Task requirements> Every line from the start of the data through the line containing "Provide the mask of every instance of the snowflake" should be retyped exactly; the pictures should not.

(Dataset excerpts Opens)

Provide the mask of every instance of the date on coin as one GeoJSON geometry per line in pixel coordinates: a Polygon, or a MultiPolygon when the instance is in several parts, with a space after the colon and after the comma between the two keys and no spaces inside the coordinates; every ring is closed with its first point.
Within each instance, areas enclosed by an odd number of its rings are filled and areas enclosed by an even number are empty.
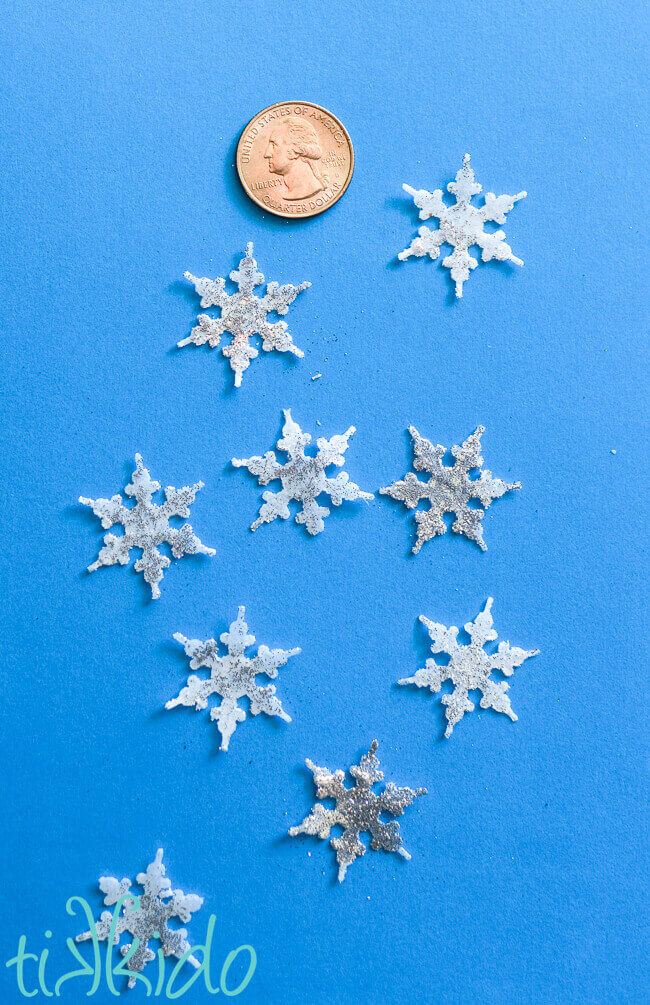
{"type": "Polygon", "coordinates": [[[309,101],[280,101],[248,123],[237,146],[247,195],[276,216],[316,216],[341,198],[354,169],[339,120],[309,101]]]}

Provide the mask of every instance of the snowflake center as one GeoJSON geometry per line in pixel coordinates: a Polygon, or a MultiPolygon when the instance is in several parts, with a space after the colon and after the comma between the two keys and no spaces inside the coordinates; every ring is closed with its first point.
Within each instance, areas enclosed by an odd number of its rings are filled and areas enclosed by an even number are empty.
{"type": "Polygon", "coordinates": [[[461,652],[454,653],[445,669],[454,684],[466,691],[476,691],[487,681],[492,670],[487,654],[474,645],[463,647],[461,652]]]}
{"type": "Polygon", "coordinates": [[[169,919],[169,905],[160,899],[160,897],[150,897],[149,894],[143,893],[139,894],[140,898],[140,910],[134,911],[132,908],[128,907],[126,909],[125,918],[128,922],[129,915],[133,915],[133,920],[136,920],[136,914],[139,915],[139,924],[137,928],[138,931],[133,931],[136,925],[128,926],[129,931],[133,935],[137,935],[140,939],[140,949],[144,948],[144,943],[148,939],[153,938],[154,932],[162,933],[167,921],[169,919]],[[145,924],[142,924],[143,919],[146,919],[145,924]]]}
{"type": "MultiPolygon", "coordinates": [[[[161,507],[155,503],[150,503],[150,509],[143,509],[139,504],[129,510],[129,515],[125,521],[126,533],[133,534],[138,540],[146,539],[146,544],[150,547],[162,544],[167,534],[167,520],[161,513],[161,507]]],[[[142,547],[142,545],[136,545],[142,547]]]]}
{"type": "MultiPolygon", "coordinates": [[[[452,471],[452,468],[446,468],[452,471]]],[[[458,486],[449,476],[442,475],[440,478],[432,478],[429,486],[435,488],[436,506],[445,513],[454,513],[458,505],[458,486]]]]}
{"type": "Polygon", "coordinates": [[[316,457],[303,454],[282,471],[282,485],[299,502],[313,499],[325,489],[326,475],[316,457]]]}
{"type": "Polygon", "coordinates": [[[246,338],[259,332],[266,323],[266,315],[264,305],[252,293],[235,293],[221,310],[221,319],[226,329],[229,330],[229,323],[232,323],[236,334],[238,327],[241,327],[246,332],[246,338]]]}

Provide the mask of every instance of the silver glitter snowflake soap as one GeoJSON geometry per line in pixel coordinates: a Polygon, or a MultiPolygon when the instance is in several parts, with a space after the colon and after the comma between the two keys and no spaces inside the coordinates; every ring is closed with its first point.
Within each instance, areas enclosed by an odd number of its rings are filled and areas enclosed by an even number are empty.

(Dataset excerpts Closes)

Answer to the problem>
Provide the mask of every instance of the date on coin as one GeoJSON geometry per line in pixel coordinates: a Polygon, or a MultiPolygon when the instance is in several parts, with a space after the colon and after the comma between the two keys and no spaces inside the coordinates; every ring is closed with its first point.
Within each instance, areas enclosed by an odd number of its rings are filled and areas enclosed by an even number are empty.
{"type": "Polygon", "coordinates": [[[309,101],[280,101],[248,123],[237,146],[247,195],[276,216],[316,216],[341,198],[354,169],[339,120],[309,101]]]}

Provide the mask of every instance of the snowflake center as one GeoJSON geometry per line in pixel coordinates: a Polygon, or a MultiPolygon when the instance is in several parts, with a space after the colon and after the comma between the two keys and no spaces inside the coordinates; every ring is closed with its first point.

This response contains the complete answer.